WHAT TO WORK ON: State how many lines in the listing contain the string "below", and add nothing to that number.

--

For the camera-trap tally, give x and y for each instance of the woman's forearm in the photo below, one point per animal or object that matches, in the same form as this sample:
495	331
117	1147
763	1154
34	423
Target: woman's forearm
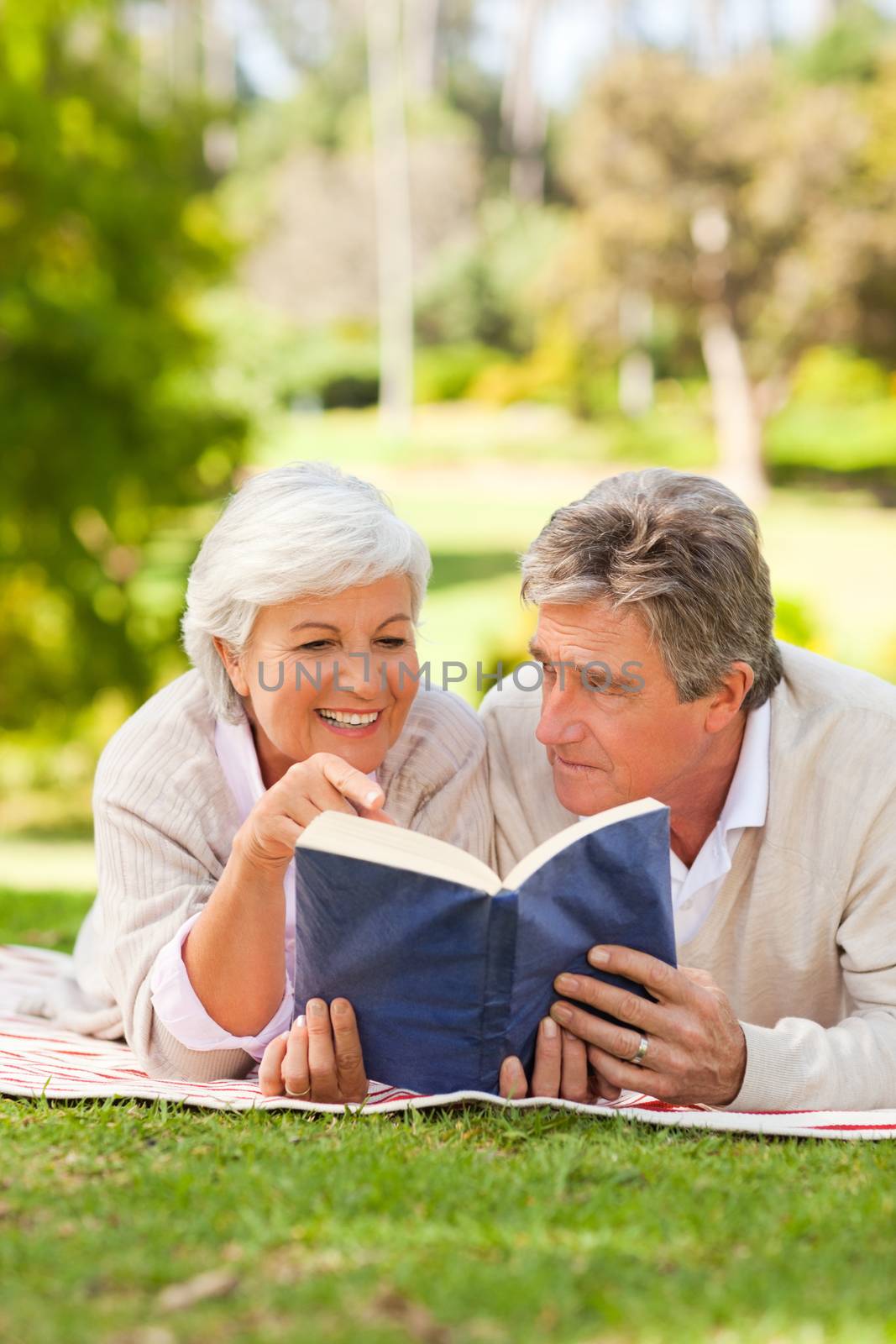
235	952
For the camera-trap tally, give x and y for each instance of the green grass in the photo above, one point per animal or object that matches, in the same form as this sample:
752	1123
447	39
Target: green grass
439	1229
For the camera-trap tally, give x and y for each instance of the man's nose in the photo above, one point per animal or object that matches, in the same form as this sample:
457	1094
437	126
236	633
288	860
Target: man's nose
559	723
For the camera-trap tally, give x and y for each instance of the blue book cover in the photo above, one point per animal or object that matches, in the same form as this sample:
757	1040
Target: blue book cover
450	969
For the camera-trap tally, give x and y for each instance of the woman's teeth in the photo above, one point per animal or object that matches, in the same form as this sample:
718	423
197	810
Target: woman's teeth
348	717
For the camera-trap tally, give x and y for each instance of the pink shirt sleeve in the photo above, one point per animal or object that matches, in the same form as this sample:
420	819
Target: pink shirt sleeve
179	1008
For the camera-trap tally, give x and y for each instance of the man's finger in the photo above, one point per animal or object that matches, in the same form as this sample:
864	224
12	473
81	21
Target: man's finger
512	1081
548	1054
575	1068
352	784
296	1075
624	1005
349	1061
376	816
600	1085
631	1077
664	981
322	1058
620	1042
270	1072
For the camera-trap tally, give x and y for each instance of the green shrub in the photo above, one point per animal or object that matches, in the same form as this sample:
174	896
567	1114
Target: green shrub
446	373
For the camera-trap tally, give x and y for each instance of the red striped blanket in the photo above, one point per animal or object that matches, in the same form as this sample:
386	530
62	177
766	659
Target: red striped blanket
42	1059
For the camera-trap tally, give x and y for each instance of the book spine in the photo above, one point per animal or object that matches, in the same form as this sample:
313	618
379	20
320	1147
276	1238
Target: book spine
500	958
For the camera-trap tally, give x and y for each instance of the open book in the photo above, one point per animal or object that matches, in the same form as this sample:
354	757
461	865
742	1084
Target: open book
450	969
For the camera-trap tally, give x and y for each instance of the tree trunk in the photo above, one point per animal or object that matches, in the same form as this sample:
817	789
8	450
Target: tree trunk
421	31
524	120
636	366
735	413
391	170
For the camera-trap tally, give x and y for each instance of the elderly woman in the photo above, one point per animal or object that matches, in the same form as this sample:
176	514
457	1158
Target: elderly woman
300	624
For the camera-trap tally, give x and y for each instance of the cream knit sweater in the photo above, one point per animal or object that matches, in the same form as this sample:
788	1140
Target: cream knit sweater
802	934
164	823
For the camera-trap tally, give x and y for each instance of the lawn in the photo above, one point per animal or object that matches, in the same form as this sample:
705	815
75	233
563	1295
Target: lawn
152	1225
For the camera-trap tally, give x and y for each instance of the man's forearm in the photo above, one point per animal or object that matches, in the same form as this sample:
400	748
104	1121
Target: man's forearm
235	952
799	1065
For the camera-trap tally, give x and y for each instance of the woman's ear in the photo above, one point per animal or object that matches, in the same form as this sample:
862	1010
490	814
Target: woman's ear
233	667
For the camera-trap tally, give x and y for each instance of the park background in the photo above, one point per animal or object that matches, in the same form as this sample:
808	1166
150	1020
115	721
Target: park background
483	253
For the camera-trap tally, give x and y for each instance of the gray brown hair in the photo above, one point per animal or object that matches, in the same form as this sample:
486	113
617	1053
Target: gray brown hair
684	551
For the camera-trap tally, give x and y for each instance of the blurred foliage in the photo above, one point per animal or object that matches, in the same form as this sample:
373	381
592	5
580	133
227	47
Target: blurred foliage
805	197
492	286
848	49
107	230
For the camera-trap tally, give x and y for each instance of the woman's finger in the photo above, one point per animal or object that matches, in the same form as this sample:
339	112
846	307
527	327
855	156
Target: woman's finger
574	1082
270	1072
512	1079
548	1047
296	1073
352	784
347	1045
322	1058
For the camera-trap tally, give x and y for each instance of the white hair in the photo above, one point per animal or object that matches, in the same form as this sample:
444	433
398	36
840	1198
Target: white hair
302	530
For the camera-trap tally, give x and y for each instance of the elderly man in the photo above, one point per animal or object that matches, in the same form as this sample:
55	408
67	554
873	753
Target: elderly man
660	676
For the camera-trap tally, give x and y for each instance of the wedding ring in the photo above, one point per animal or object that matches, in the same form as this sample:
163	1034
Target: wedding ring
640	1053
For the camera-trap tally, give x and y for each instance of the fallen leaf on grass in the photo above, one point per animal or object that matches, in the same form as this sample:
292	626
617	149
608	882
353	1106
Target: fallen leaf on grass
214	1283
419	1324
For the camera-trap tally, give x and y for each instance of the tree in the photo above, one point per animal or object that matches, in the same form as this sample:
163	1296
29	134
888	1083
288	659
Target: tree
107	228
762	241
394	244
521	111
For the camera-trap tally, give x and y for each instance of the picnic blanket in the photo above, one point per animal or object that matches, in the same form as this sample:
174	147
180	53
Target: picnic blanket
42	1058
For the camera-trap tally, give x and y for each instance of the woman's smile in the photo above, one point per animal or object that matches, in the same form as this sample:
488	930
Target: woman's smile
351	723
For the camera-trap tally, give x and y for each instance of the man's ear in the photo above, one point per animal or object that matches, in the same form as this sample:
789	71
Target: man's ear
233	665
727	701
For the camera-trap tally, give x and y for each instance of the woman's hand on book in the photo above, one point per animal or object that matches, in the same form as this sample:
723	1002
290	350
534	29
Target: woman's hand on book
318	1059
560	1068
322	784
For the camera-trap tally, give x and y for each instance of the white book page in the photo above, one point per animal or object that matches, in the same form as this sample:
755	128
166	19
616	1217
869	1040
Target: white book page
548	848
409	851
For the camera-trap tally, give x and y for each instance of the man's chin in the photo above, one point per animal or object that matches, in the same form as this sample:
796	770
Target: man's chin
584	796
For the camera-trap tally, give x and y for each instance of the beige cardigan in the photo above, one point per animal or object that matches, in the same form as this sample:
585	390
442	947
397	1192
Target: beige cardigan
165	820
802	934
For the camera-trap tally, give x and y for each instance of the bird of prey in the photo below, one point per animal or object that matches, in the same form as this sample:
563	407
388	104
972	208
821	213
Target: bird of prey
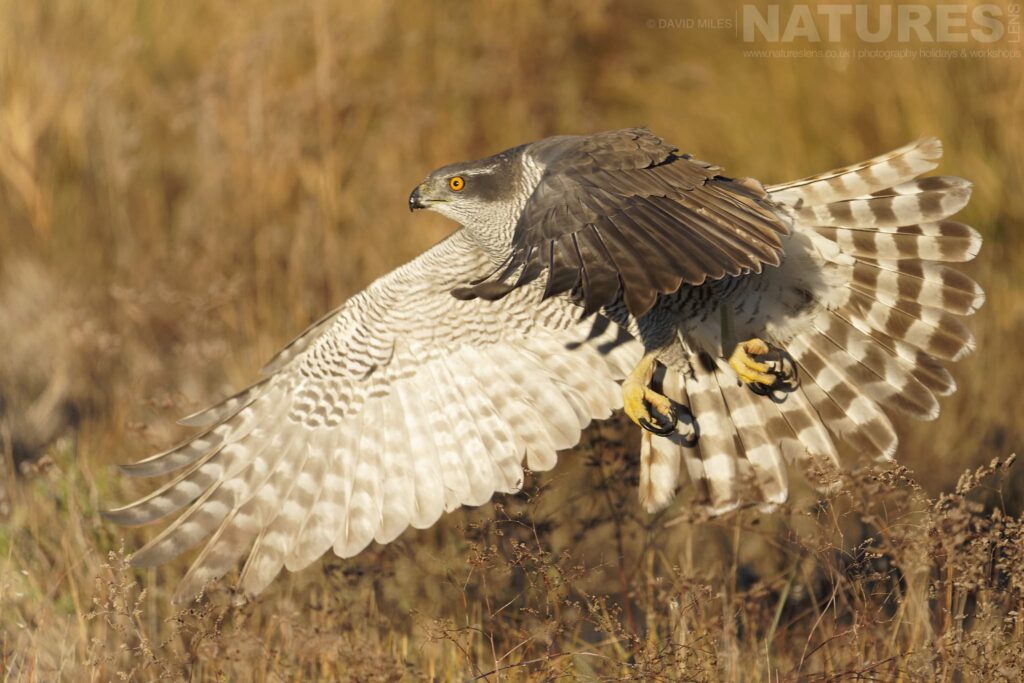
740	326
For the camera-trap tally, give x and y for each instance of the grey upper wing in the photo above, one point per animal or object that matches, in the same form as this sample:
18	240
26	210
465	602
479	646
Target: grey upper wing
402	403
623	211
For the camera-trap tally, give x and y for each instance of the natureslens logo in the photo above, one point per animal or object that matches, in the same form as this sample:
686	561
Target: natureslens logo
869	23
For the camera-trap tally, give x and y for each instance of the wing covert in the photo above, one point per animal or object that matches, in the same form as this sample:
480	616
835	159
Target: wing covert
624	212
401	404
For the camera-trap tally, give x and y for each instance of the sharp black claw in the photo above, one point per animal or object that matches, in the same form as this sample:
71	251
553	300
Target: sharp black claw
666	424
784	372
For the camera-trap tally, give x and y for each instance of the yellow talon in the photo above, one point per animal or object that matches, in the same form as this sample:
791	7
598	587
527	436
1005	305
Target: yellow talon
747	368
639	398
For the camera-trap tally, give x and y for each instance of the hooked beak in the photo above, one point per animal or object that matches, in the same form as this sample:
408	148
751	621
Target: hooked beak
416	199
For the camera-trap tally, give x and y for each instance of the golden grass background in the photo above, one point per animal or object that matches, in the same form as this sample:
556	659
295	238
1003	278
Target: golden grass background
184	185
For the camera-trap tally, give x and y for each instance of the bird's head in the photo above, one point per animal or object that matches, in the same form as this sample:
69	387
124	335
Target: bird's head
474	193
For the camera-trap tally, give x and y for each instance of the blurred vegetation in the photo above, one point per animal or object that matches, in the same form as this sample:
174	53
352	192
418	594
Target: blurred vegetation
184	185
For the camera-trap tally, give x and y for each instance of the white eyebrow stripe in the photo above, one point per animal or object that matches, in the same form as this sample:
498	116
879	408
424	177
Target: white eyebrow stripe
479	171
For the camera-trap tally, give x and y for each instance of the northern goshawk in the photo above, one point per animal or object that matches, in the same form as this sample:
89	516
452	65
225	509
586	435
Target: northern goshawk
748	325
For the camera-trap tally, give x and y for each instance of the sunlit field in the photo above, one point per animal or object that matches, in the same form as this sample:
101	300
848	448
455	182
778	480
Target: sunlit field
186	185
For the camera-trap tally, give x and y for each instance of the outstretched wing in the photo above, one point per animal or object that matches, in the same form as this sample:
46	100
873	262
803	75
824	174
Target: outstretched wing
624	211
401	404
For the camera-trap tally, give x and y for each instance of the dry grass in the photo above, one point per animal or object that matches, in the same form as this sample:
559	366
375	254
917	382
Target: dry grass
184	185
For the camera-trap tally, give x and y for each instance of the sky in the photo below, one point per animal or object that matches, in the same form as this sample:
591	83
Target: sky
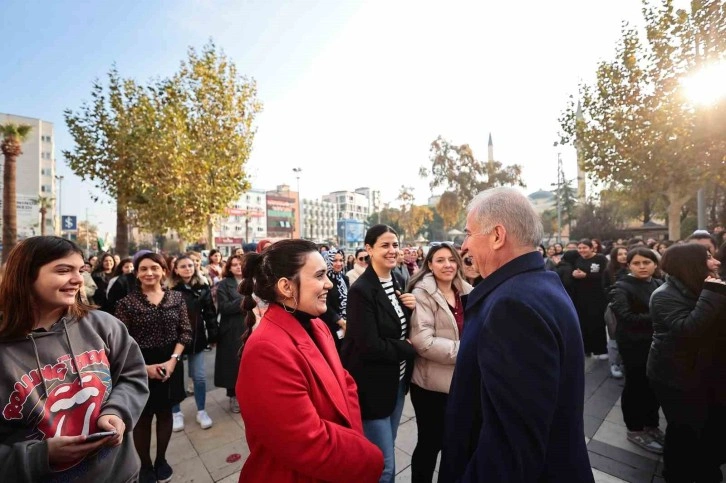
353	92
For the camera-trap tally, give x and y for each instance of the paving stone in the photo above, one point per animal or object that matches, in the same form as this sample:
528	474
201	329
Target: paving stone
191	470
180	449
601	477
216	460
223	432
614	435
403	460
233	478
624	456
592	424
619	470
616	416
407	436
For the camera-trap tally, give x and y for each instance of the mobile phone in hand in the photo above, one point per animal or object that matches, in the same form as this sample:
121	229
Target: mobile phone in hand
97	436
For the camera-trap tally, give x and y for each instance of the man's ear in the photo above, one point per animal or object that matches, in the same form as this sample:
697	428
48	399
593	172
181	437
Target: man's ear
285	287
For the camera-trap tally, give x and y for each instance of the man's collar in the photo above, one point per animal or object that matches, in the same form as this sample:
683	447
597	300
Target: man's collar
524	263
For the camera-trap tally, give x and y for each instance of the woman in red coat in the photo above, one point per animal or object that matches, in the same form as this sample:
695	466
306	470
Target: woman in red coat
300	407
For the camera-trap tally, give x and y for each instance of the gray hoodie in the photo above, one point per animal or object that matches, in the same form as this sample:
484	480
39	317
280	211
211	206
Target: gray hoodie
58	383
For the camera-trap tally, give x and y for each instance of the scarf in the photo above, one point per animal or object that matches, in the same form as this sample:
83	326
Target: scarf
338	283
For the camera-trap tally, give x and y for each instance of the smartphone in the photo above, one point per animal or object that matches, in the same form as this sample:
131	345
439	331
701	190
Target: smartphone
97	436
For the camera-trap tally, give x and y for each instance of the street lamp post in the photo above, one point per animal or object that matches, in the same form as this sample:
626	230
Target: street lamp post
297	172
60	202
705	88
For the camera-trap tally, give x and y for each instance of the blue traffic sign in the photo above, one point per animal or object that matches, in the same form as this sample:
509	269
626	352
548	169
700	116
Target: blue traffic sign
69	223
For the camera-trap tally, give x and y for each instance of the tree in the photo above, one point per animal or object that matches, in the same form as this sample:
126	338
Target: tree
207	110
596	221
635	128
111	135
13	136
44	203
456	169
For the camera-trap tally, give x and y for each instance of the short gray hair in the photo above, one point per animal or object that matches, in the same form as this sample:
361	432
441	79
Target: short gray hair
511	209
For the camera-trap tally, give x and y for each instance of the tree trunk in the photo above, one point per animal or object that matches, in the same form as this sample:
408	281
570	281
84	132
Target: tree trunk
210	234
675	204
122	229
10	213
42	221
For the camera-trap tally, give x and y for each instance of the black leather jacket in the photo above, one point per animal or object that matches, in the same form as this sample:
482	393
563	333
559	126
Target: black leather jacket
685	334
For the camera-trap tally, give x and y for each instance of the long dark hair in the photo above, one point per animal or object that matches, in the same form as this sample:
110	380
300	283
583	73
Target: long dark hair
613	265
687	263
429	258
261	272
17	316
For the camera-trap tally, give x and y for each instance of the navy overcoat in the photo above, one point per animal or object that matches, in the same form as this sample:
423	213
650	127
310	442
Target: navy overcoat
515	407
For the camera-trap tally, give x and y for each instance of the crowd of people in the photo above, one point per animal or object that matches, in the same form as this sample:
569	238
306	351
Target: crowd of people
317	350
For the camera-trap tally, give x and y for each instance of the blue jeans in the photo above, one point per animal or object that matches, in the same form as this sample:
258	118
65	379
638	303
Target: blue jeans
198	373
382	432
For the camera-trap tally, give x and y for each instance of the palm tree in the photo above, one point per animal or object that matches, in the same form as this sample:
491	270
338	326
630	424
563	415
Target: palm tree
45	203
13	136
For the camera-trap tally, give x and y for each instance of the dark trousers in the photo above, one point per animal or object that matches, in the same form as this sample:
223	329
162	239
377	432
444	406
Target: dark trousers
639	402
694	438
430	407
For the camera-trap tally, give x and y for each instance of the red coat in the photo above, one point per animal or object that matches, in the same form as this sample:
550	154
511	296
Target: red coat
300	408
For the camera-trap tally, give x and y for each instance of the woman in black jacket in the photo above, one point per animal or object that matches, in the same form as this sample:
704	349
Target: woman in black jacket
335	316
376	349
630	299
686	363
231	328
203	318
589	298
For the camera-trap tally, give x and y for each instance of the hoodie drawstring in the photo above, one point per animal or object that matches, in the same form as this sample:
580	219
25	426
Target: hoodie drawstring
37	361
73	353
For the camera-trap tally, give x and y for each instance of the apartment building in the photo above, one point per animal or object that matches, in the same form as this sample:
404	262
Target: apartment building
35	176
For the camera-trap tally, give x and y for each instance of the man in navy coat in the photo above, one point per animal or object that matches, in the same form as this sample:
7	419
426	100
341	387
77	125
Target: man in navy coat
515	406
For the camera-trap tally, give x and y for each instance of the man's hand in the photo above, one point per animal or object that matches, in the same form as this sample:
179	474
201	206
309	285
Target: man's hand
407	299
65	450
111	422
579	274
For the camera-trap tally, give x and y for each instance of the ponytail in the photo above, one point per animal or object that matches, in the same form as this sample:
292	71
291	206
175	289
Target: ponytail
246	289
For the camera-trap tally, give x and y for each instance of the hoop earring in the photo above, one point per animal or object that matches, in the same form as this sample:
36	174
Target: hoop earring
294	308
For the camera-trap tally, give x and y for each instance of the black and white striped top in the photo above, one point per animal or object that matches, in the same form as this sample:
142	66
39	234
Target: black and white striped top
391	294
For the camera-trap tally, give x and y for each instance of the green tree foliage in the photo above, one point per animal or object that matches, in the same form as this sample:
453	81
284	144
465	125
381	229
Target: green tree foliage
13	136
111	133
173	152
456	169
636	128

--

YOUR RESPONSE: 3